-- begin SUPPLIED PASSAGE --

Oh well...I booked it and I'm not a nitpicky person...I only ask for a CLEAN unit and NO bugs.  If things are outdated it's OK as long as they are CLEAN!
I think we will have a good time!


----------



## 4BoxersGranny (May 18, 2008)

There are two restaurants on the Powhattan property.  There is the grille which has a bar and TVs.  It is in the building with the indoor pool and other activities.  The other restaurant is "The Kitchen" an upscale eatery with a menu that is not your everyday fare.  Also we like the Indian Fields Tavern located on historic route 5 a few miles from Powhattan.  It is located in an old farmhouse.  Great food and atmosphere.

I think there is a lot to do in the area; Yorktown is right on the James River and has a pub that is fun to visit.  Personally, my husband and I love Colonial Williamsburg and all the surrounding area so much that we use to go every year and stay at Powhattan (which we owned until bought by Sunterra and then we converted and bought more points.)  We were there in 2006 and had a renovated unit then.  We usually go in the spring or fall and stay away in the summer.  Have also gone at Christmas and enjoyed the festivities that are put on in Colonial Williamsburg.

Have a great time!

Helen


----------



## Mjasp (May 18, 2008)

Thank You so much for all the replies.  I am getting so excited now.  Like I said I was concerned because of NO rating but the reviews pretty much all look good.

Keep the reviews and anything else you want to add coming.

Thanks
Joanna


----------



## JoeMid (May 18, 2008)

stugy said:


> We were told that Diamond fired the staff and hired all new.  My opinion is that "Diamond" is the best thing that happened to Powhatan.


B.S.


Mjasp said:


> Joe...How is the outdoor pool, now that we are on the pool subject?
> 
> I've never read about a restaurant on site but in my RCI tidbit about the resort, I thought it said a restaurant.
> 
> ...


Outdoor pools are great when in season;  The Grille is GOOD, The Kitchen is GREAT, don't miss it.  My last stay was in a unit that was not yet renovated in the current cycle (that 10% left figure is B.S.)  and it was fine.


4BoxersGranny said:


> Yorktown is right on the James River


Actually Jamestown is right on the James River while Yorktown is all the way on the other side of the peninsula, you guessed it, on the York River.

-- end SUPPLIED PASSAGE --

* WORK TO BE COMPLETED
Continue the forum thread about the resort near Colonial Williamsburg, starting right after its final post.

-- begin RECORD EXTRACTS --

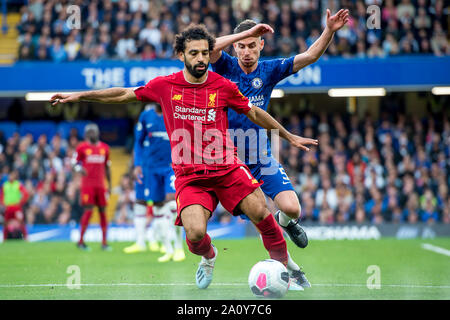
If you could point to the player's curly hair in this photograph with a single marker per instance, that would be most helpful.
(193, 32)
(244, 25)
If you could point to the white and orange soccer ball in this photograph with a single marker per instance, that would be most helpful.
(269, 279)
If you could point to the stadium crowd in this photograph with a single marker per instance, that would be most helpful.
(393, 169)
(45, 169)
(144, 29)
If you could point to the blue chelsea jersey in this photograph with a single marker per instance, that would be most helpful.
(151, 145)
(257, 86)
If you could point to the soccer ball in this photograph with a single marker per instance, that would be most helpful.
(269, 278)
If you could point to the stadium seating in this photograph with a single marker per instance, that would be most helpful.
(8, 128)
(64, 128)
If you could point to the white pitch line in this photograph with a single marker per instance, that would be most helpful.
(214, 284)
(436, 249)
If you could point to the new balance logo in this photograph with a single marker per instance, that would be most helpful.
(211, 115)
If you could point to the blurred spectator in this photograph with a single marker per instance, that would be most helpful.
(123, 27)
(124, 206)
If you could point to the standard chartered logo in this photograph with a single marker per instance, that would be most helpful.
(211, 115)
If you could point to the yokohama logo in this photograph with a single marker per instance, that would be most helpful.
(211, 115)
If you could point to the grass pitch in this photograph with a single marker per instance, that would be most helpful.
(336, 269)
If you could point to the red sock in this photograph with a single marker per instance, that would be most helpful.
(23, 228)
(273, 239)
(84, 223)
(202, 247)
(104, 226)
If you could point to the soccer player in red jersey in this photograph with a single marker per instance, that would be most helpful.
(92, 160)
(194, 103)
(13, 195)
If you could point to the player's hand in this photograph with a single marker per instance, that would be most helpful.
(138, 174)
(302, 143)
(64, 98)
(337, 21)
(259, 30)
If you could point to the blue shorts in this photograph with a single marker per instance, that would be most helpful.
(274, 177)
(156, 183)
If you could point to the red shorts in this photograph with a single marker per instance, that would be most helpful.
(228, 186)
(94, 196)
(14, 212)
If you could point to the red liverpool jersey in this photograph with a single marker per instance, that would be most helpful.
(93, 158)
(195, 116)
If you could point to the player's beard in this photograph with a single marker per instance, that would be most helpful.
(249, 63)
(93, 139)
(194, 71)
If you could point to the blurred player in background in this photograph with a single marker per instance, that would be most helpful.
(194, 102)
(155, 181)
(13, 196)
(256, 80)
(92, 161)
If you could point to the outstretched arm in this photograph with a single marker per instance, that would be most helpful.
(265, 120)
(334, 23)
(224, 41)
(111, 95)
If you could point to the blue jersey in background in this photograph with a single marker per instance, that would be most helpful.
(152, 152)
(257, 87)
(152, 145)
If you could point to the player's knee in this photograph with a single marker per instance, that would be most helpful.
(259, 212)
(195, 233)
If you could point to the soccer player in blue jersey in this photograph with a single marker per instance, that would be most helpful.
(256, 80)
(155, 181)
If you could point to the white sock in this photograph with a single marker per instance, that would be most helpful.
(140, 220)
(168, 232)
(292, 266)
(284, 219)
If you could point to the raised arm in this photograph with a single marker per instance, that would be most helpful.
(224, 41)
(111, 95)
(334, 23)
(265, 120)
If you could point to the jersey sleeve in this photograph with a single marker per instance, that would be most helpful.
(139, 134)
(79, 155)
(151, 91)
(236, 100)
(222, 65)
(280, 69)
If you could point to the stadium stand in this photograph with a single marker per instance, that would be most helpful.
(144, 30)
(394, 169)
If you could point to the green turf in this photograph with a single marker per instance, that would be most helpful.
(336, 269)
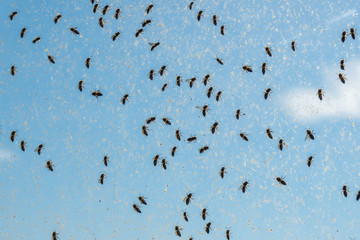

-- end RECORD EXTRACTS --

* WRITTEN RESPONSE
----------



## Mjasp (May 18, 2008)

JoeMid said:


> B.S.
> 
> Outdoor pools are great when in season;  The Grille is GOOD, The Kitchen is GREAT, don't miss it.
> 
> Outdoor Pool(s) plural?  So there is more than one outdoor pool?


----------



## PigsDad (May 19, 2008)

Mjasp said:


> JoeMid said:
> 
> 
> > B.S.
> ...


----------



## Mjasp (May 19, 2008)

Oh Kirt...Thank You, glad to hear from someone who has stayed in a unit that wasn't renovated.  

So they have 3 OUTDOOR pools?  Wow, I think I am going to be pleasantly surprised by this resort.

I read the outdoor pool (singular) is so small and I kept thinking UH OH in the summer it is going to be packed and I'm going to have a whiney kid saying this place is so small we can't even get into the pool.


----------



## hvsteve1 (May 19, 2008)

We have owned there since early on. This resort is, in our opinion, one of the most beautiful we have stayed at with the ponds, gardens and, don't forget, the historic plantation house. This building is a contemporary of the ones in the historic district and has things about it that date to both the pre-revolutionary and civil war periods. It has been restored, furnished and, if nothing has changed in the past few years, is open to visitors.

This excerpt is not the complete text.